## Lesetext
Mariazellerbahn: Untersuchungen laufen auf Hochtouren
Nach der Zugsentgleisung der Mariazellerbahn muss jetzt an die Zukunft gedacht werden.
VÖLLERNDORF (pw/th). Nach dem Zugunglück in Völlerndorf, bei dem rund 30 Menschen teilweise schwer verletzt wurden, laufen die Untersuchungen weiterhin auf Hochtouren. Aufgrund von überhöhter Geschwindigkeit ist die Mariazellerbahn, wie berichtet, in einer Kurve entgleist. Ob ein technisches Gebrechen oder menschliches Versagen die Ursache war, ist Gegenstand von Ermittlungen. Nun stellt sich die Frage, wie es nach so einem Unfall weitergeht.
Prozedere
Welche Schritte müssen seitens der NÖVOG nach dem Unfall gesetzt werden?Geschäftsführer Gerhard Stindl erklärt: "Neben den baulichen Maßnahmen – Fahrleitungen wiederherstellen und Oberbau reparieren – kümmern wir uns um die Betreuung für in Mitleidenschaft gezogene Fahrgäste. Gemeinsam mit dem Verein "Tender" bieten wir professionelle Betreuung bei der Aufarbeitung des Geschehenen. Betroffene können sich kostenlos und anonym unter der Telefonnummer 0699/17148464 melden. Darüber hinaus werden die beiden beschädigten Triebwagen nach Freigabe durch die Staatsanwaltschaft in die Schweiz zum Hersteller transportiert und es wird entschieden, welche Schritte für eine allfällige Reparatur oder Neubeschaffung gesetzt werden müssen." Der entstandene finanzielle Schaden durch das Unglück dürfte, laut Stindl, einen zweistelligen Millionenbetrag erreichen.
Der Ober-Grafendorfer Bürgermeister Rainer Handlfinger betonte die perfekte Zusammenarbeit aller Blaulichtorganisationen, sagt aber auch: "Es ist auf jeden Fall Handlungsbedarf, denn es darf nicht passieren, dass Ersthelfer und Rettungskräfte nicht zu den Verunglückten können, weil der Strom rund 45 Minuten lang nicht abgeschaltet werden kann. Diesbezüglich werden wir mit der NÖVOG und den Einsatzkräften besprechen, wie wir das in Zukunft regeln werden. Hier kann man wirklich den Leuten, die direkt vor Ort sofort reagiert haben - Ersthelfern, die von außen die Problematik 'Strom' sofort erkannt haben - nicht oft genug danken."

## Zu erledigende Aufgaben
1. Beantworte zum Artikel über das Zugunglück der Mariazellerbahn kurz diese Fragen:
(a) Wie viele Menschen wurden beim Unglück in Völlerndorf teilweise schwer verletzt?
(b) Wohin werden die beiden beschädigten Triebwagen nach Freigabe durch die Staatsanwaltschaft gebracht?
(c) Wie lange konnte der Strom laut Bürgermeister Rainer Handlfinger nicht abgeschaltet werden?
2. Kopiere aus dem Artikel über das Zugunglück der Mariazellerbahn wortgetreu alles von „VÖLLERNDORF (pw/th). Nach“ bis hinunter zu „einem Unfall weitergeht.“.
3. Schreib den Artikel über das Zugunglück der Mariazellerbahn im Anschluss an seinen letzten Satz weiter.

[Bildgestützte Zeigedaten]
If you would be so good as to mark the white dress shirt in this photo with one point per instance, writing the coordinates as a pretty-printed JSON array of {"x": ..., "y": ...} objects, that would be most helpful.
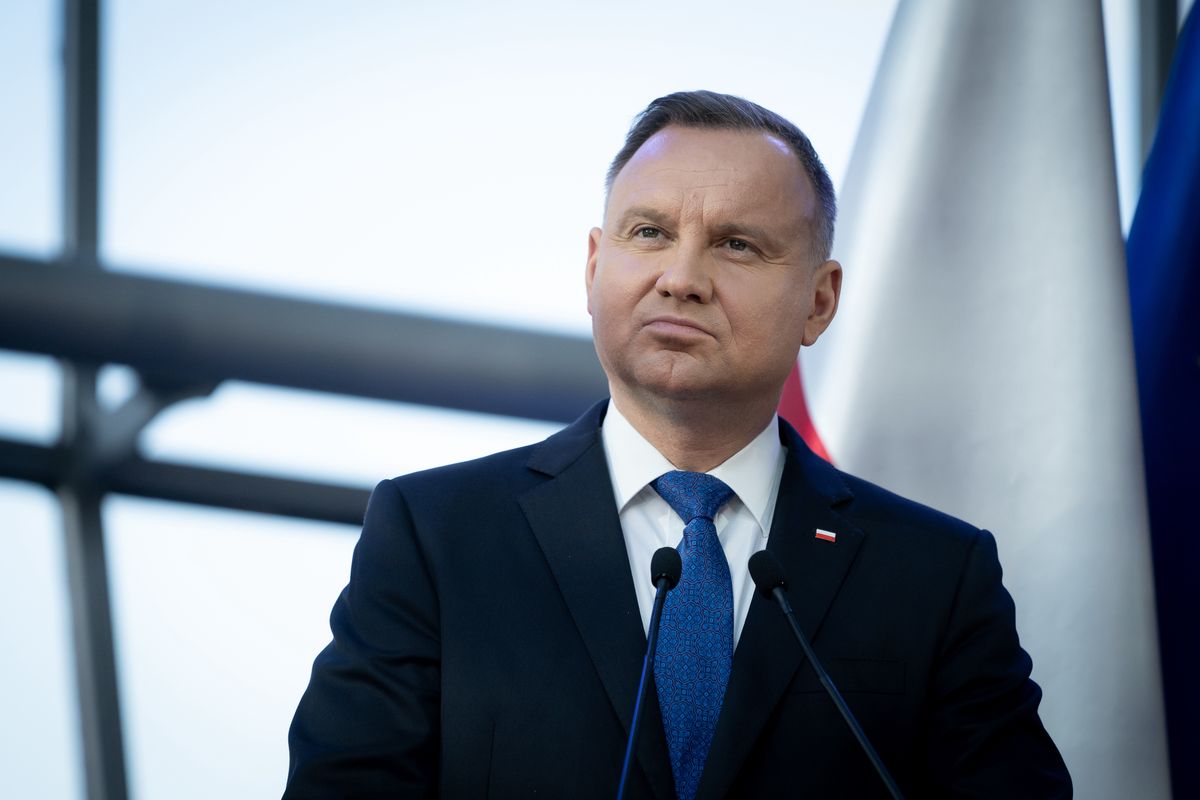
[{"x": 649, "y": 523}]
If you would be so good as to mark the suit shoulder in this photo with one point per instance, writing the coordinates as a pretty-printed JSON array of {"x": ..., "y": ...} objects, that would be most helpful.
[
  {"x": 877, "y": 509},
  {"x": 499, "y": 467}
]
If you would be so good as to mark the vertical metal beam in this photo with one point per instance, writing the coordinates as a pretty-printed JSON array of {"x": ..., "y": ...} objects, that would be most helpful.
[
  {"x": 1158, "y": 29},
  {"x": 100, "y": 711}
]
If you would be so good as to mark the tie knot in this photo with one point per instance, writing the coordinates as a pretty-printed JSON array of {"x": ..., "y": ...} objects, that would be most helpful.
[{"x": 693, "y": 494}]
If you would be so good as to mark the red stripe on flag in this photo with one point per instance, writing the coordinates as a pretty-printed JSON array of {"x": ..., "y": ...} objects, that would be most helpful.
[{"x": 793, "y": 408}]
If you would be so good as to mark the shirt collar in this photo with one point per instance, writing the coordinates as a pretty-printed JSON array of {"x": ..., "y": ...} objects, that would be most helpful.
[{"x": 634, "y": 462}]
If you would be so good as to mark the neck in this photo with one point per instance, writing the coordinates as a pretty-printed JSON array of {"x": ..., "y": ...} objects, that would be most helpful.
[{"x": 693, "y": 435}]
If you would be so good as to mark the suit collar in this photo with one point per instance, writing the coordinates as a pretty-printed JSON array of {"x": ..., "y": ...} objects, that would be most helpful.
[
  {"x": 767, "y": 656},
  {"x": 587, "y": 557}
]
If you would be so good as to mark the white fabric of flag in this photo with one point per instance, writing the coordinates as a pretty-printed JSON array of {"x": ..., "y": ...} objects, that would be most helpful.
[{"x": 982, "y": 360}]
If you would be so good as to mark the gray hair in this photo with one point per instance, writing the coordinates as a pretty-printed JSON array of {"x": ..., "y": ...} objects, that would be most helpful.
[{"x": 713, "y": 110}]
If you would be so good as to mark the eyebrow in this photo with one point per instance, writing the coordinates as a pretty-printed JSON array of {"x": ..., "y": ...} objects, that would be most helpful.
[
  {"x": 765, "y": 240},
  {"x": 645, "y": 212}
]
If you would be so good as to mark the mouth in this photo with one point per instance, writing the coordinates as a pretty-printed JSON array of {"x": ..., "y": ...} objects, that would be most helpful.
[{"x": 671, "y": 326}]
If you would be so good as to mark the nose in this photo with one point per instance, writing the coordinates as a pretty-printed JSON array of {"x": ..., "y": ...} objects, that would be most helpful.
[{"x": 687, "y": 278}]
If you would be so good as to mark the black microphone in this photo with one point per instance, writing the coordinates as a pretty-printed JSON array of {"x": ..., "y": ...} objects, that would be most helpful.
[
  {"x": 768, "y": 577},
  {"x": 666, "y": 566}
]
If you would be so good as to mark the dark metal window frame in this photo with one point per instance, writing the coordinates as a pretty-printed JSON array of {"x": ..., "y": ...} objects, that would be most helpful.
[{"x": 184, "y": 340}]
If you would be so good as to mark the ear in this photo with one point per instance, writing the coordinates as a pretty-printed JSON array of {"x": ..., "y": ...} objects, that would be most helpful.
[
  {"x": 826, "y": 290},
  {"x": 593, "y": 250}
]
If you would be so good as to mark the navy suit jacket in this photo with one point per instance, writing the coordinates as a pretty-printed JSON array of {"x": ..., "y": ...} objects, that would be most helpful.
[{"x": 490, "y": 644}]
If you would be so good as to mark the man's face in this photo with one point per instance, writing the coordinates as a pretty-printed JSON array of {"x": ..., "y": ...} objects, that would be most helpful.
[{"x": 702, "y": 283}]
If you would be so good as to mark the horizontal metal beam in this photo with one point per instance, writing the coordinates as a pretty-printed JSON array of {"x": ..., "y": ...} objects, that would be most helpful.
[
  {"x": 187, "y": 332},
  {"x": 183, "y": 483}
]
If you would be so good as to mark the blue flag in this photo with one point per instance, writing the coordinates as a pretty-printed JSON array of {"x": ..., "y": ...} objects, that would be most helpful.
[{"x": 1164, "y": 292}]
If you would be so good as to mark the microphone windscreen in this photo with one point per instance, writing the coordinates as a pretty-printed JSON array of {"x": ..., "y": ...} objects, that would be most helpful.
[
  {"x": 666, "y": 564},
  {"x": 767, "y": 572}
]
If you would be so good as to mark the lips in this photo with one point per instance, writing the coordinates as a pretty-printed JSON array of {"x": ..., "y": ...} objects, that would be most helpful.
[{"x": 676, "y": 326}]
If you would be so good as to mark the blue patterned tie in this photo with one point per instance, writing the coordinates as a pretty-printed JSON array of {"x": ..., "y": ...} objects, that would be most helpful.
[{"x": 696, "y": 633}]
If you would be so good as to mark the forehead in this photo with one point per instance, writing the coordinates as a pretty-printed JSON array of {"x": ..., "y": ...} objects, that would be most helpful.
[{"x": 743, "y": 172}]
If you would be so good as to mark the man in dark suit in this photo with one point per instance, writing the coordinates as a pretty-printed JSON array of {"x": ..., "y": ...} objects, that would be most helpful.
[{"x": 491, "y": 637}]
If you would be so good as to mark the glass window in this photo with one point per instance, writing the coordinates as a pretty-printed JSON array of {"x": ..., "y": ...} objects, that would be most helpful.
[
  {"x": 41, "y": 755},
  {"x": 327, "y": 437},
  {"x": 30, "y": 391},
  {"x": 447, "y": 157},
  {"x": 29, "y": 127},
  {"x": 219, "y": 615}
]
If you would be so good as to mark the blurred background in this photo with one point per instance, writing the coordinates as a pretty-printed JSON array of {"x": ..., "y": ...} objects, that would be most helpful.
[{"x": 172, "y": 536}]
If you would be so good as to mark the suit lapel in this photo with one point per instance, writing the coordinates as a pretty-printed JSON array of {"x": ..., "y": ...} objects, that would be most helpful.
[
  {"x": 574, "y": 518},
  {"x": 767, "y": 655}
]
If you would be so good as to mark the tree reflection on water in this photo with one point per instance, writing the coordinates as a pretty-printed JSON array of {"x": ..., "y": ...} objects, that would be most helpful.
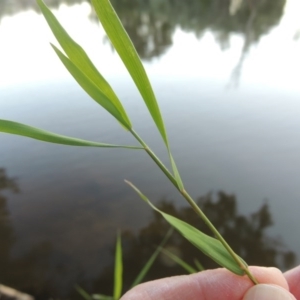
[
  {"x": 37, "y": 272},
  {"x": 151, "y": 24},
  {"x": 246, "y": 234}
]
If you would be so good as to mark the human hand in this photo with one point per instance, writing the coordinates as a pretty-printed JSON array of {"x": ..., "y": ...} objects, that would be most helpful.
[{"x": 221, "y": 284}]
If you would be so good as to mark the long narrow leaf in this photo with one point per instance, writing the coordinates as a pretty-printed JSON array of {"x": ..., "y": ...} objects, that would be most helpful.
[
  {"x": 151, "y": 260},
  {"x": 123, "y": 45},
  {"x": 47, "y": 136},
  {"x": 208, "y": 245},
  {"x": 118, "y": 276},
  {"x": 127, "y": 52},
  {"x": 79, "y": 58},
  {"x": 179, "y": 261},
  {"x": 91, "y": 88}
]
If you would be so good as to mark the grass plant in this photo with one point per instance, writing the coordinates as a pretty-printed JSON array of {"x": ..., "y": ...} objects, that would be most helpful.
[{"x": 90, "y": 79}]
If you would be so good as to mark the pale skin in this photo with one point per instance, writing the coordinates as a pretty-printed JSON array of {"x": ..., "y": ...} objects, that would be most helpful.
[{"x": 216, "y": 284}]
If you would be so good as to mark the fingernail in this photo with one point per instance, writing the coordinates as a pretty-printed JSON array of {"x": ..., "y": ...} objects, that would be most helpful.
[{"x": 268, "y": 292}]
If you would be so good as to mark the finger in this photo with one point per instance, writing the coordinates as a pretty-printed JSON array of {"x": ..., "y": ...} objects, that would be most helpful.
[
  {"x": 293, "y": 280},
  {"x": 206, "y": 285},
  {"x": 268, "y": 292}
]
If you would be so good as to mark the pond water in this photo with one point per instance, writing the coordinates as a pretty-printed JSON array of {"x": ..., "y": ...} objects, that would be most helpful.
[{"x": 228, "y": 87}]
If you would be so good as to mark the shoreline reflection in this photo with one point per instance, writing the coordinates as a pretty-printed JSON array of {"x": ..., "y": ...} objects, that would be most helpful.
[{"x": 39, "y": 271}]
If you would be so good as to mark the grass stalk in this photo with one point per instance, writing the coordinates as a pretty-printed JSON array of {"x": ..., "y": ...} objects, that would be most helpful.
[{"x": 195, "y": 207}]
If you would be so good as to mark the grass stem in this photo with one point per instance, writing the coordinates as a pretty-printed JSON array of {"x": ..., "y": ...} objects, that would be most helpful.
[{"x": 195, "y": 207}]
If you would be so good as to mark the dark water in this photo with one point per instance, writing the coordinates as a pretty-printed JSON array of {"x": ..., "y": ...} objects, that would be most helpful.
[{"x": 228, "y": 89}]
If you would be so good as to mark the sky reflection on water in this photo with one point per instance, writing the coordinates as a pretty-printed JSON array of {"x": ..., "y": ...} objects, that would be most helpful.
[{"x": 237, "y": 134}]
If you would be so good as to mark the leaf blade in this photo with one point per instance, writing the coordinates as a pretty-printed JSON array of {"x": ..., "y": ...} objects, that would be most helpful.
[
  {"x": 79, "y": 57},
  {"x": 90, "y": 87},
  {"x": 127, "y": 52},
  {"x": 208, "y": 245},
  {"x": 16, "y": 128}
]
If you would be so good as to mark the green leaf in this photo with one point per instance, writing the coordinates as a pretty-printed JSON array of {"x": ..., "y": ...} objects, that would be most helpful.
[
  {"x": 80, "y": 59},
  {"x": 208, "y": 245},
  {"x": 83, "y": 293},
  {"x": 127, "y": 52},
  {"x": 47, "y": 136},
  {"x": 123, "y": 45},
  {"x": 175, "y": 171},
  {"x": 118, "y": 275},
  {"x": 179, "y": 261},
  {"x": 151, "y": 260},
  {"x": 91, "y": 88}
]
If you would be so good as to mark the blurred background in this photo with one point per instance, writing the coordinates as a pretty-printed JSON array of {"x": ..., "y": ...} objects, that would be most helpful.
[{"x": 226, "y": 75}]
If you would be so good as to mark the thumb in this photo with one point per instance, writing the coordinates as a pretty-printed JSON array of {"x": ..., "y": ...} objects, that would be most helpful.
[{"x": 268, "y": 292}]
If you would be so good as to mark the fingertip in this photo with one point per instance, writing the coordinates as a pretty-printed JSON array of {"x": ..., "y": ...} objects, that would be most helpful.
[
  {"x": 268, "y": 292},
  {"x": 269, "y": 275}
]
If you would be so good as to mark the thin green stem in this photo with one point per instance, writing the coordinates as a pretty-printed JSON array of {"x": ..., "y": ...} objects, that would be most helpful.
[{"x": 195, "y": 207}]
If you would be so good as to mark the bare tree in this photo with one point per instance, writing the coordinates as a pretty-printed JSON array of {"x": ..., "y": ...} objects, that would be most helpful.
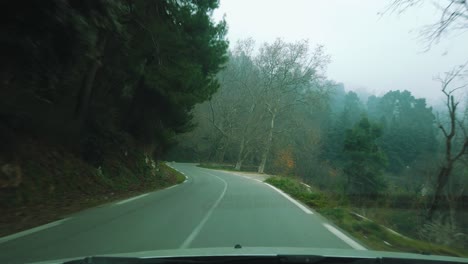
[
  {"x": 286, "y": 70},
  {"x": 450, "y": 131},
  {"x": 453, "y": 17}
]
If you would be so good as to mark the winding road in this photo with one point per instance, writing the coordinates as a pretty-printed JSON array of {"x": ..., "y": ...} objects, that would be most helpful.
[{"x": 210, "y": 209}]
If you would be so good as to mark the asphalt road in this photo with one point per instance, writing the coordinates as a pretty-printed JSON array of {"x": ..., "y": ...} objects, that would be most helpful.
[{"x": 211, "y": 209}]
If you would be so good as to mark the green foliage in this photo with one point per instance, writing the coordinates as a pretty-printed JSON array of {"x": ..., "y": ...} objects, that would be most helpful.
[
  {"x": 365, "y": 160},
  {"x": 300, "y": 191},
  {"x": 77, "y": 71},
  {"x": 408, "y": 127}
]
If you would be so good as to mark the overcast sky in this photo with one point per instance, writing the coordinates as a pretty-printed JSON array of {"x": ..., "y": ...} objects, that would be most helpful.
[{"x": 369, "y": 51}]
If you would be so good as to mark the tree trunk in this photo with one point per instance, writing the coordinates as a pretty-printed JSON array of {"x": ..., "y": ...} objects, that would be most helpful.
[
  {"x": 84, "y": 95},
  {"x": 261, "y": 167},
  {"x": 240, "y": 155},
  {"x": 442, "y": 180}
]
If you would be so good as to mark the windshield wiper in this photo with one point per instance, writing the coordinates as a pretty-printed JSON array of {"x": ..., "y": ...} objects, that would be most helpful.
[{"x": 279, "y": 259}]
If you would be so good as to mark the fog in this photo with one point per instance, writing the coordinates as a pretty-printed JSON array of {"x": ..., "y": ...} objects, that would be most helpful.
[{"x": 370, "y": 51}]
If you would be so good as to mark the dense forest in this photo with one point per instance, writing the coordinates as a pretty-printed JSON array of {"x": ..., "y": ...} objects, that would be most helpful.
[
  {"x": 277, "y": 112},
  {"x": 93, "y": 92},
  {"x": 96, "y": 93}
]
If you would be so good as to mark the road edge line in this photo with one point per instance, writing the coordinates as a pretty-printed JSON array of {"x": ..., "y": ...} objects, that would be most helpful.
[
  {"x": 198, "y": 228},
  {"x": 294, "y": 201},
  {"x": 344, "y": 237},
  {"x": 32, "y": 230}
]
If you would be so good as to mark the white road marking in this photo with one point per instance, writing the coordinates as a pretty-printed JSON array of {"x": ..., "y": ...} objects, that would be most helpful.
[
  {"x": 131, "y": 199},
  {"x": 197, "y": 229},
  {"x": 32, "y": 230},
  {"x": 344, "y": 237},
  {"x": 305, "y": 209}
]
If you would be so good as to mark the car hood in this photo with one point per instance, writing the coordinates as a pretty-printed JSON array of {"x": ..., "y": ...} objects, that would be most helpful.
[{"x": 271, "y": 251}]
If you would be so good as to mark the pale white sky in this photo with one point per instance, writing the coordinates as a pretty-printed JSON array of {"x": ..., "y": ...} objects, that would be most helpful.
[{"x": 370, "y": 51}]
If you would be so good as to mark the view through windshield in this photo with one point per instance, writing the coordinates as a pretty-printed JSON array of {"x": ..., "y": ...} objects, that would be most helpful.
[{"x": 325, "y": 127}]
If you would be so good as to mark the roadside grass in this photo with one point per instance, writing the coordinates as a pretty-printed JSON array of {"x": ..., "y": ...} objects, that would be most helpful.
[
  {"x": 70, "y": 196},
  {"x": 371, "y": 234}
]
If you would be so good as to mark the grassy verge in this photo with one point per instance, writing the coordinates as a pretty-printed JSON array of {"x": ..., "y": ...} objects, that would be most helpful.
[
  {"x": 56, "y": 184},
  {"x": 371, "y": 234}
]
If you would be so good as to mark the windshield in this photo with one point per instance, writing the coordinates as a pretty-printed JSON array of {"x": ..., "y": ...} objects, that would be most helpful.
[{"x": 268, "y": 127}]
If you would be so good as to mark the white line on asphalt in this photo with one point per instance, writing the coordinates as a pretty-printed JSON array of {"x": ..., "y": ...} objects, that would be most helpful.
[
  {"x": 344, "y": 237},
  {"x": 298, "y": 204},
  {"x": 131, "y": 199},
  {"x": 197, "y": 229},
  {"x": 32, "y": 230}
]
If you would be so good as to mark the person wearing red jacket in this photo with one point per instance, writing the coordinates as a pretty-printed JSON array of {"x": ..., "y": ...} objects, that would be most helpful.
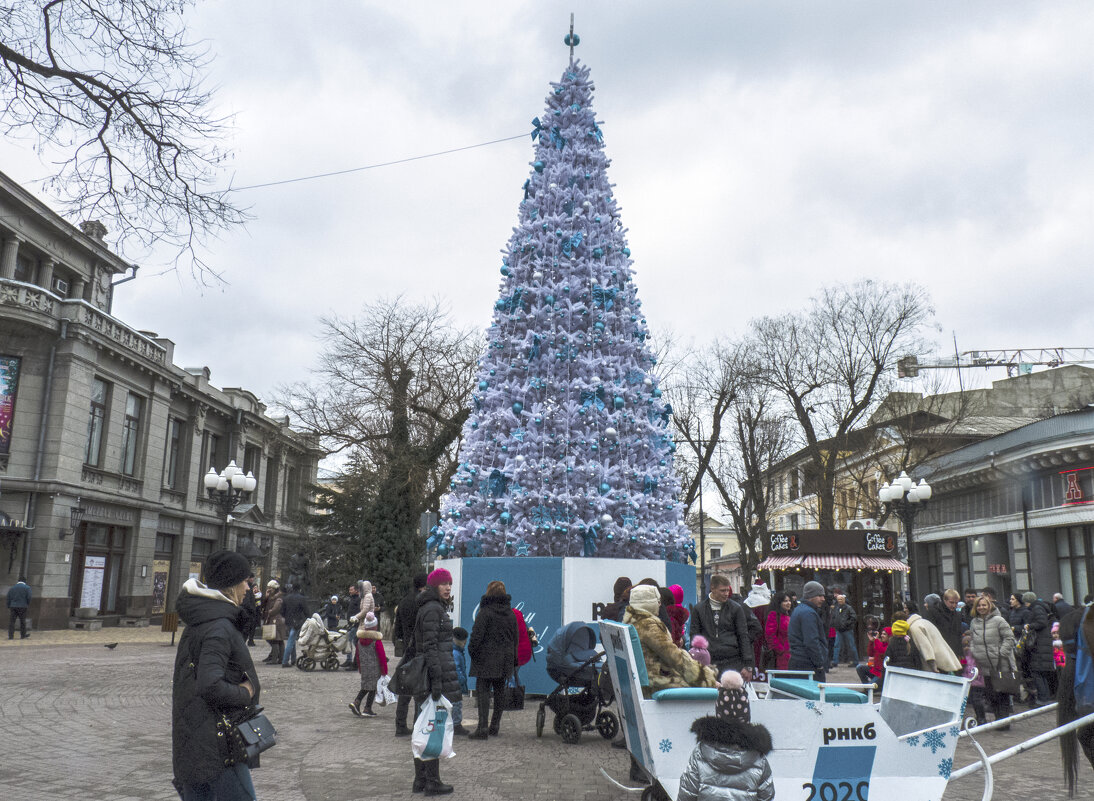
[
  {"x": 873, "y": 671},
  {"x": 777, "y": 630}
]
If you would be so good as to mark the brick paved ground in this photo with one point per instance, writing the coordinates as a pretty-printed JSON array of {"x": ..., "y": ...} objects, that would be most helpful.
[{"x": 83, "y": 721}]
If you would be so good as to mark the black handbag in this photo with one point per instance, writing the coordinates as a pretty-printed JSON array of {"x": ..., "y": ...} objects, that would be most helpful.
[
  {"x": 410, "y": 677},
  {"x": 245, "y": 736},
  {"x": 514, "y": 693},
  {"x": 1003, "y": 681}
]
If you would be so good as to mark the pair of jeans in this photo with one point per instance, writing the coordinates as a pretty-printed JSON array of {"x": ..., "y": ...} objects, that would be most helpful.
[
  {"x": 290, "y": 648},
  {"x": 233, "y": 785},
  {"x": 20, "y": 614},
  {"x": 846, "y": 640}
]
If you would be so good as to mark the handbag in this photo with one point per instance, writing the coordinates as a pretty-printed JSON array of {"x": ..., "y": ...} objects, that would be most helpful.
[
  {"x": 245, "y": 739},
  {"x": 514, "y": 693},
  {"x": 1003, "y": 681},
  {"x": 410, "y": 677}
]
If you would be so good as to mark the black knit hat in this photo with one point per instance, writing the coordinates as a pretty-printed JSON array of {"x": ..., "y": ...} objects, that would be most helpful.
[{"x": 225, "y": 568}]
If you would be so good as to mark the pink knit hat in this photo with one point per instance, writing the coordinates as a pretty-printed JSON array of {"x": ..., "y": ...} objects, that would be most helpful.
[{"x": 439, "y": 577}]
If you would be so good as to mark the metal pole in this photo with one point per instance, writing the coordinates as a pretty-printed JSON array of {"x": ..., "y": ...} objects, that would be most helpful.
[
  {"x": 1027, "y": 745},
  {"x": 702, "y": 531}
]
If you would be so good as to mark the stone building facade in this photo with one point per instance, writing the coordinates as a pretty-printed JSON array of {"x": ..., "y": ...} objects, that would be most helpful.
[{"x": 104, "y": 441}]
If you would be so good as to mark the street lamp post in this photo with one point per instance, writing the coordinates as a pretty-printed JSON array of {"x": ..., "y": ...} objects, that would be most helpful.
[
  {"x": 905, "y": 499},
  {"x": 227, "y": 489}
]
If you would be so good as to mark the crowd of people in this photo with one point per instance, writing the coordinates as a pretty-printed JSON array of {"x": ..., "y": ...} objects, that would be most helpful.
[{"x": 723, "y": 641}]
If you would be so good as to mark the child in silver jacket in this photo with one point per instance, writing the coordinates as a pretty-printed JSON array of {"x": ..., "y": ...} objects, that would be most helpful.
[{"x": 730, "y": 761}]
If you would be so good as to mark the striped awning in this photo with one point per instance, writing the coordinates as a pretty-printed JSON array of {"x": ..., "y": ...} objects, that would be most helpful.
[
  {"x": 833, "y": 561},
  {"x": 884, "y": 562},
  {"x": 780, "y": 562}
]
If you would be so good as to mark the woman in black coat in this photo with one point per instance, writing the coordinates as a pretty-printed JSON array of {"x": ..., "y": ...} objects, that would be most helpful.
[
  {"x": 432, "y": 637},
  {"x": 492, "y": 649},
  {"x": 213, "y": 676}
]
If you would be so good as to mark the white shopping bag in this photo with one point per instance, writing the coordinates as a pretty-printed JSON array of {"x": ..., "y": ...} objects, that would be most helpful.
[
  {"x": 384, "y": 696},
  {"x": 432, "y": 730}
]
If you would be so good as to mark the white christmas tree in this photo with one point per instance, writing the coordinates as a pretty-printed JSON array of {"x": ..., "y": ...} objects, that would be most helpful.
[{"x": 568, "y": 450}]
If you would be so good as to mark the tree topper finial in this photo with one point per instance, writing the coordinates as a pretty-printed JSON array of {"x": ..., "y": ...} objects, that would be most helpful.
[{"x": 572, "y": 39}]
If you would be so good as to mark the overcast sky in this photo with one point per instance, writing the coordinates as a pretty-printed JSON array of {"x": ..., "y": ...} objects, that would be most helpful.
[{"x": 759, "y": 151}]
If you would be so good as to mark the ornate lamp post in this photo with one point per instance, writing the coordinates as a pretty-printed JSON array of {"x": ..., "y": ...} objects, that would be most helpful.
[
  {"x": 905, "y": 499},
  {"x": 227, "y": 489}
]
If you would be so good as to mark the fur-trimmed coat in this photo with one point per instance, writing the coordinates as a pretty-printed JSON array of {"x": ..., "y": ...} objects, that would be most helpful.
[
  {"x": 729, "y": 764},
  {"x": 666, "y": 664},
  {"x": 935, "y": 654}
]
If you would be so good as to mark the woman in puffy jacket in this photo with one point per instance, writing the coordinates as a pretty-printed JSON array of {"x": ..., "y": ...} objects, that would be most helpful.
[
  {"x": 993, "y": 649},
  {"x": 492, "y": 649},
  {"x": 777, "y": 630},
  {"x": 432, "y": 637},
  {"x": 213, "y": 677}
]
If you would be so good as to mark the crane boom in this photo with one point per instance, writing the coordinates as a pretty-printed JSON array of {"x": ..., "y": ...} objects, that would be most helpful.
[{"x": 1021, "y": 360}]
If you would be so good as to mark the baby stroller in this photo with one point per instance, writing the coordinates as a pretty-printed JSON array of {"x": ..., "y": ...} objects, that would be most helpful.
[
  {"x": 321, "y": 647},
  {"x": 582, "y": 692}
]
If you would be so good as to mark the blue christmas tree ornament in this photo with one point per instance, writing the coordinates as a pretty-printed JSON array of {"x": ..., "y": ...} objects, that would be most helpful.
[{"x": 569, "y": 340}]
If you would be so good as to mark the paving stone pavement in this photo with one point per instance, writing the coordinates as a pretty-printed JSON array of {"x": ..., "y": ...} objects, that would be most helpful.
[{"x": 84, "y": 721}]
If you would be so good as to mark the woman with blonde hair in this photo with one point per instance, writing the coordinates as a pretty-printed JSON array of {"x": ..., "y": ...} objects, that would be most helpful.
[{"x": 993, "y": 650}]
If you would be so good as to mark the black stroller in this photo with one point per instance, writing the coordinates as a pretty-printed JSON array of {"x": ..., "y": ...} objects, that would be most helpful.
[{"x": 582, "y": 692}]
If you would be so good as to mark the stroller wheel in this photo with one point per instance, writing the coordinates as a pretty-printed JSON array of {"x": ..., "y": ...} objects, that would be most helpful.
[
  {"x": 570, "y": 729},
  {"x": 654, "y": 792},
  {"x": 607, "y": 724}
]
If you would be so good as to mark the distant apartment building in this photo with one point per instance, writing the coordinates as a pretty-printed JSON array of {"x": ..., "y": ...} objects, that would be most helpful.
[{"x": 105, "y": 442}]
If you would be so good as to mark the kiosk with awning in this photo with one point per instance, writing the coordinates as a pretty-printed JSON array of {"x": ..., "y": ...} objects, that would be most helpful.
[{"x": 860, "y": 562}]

## Antworten in Reihenfolge
1.
(a) Rund 30 Menschen.
(b) In die Schweiz zum Hersteller.
(c) Rund 45 Minuten lang.

2.
VÖLLERNDORF (pw/th). Nach dem Zugunglück in Völlerndorf, bei dem rund 30 Menschen teilweise schwer verletzt wurden, laufen die Untersuchungen weiterhin auf Hochtouren. Aufgrund von überhöhter Geschwindigkeit ist die Mariazellerbahn, wie berichtet, in einer Kurve entgleist. Ob ein technisches Gebrechen oder menschliches Versagen die Ursache war, ist Gegenstand von Ermittlungen. Nun stellt sich die Frage, wie es nach so einem Unfall weitergeht.

3.
Kriseninterventionsteam
Solch ein Unfall stellt für alle Beteiligten eine Ausnahmesituation dar. Michael Heussler, Triebfahrzeugführer und Lehrlokführer der NÖVOG, ist im Rahmen des Kriseninterventionsteams im Einsatz: "Die NÖVOG verfügt seit einigen Jahren über ein internes Betreuerteam. Es ist eine Rund-um-die-Uhr-Rufbereitschaft, die immer automatisch verständigt wird. Die Reaktion bzw. Verarbeitung solcher Ausnahmesituationen ist individuell von der Persönlichkeit abhängig. Psychologisch geschulte Mitarbeiter (Peers), die als Laienhelfer in der Kollegenhilfe tätig sind, versuchen abzuschätzen, ob ihre Laienbetreuung ausreichend ist oder professionelle Unterstützung erforderlich wird."
Was ist in so einem Moment am wichtigsten? "Die betroffenen Mitarbeiter werden so rasch als möglich vom Dienst abgezogen. Die Peers versuchen vor Ort Rückzugsmöglichkeiten zu finden, um den Kollegen die Gelegenheit zu geben, sich zu beruhigen. Die betroffenen Mitarbeiter werden nach Hause begleitet. Das Wichtigste ist jedoch das Zuhören, wenn das Bedürfnis da ist, vom Geschehenen zu erzählen. Eine Nachbetreuung von ein bis zwei Wochen ist üblich", erklärt Heussler.
Konsequenzen
Otfried Knoll, Studiengangsleiter für Bahntechnologie an der FH St. Pölten, schildert seine Einschätzung der Situation: "Schnelle Urteile sind immer problematisch. Aus meiner 40-jährigen Erfahrung als Bahnexperte kann ich sagen: So lange die Untersuchungsergebnisse nicht vorliegen, kann man dazu keine seriöse Einschätzung abgeben. Erst mit den Ergebnissen lassen sich Konsequenzen ziehen. Die müssen dann auch umgesetzt werden und führen möglicherweise zu neuen Erkenntnissen bezüglich Sicherheit. Und bedenken Sie bitte auch: Wenn an einer Kreuzung ein Lkw in die Mariazellerbahn gefahren wäre, dann wäre das genauso furchtbar. Man kann aber eines sagen: Das Bewusstsein für die Mariazellerbahn ist da, sie ist als Verkehrsmittel gut angenommen. Die NÖVOG muss ihren Verkehrsauftrag erfüllen und das wird sie auch tun."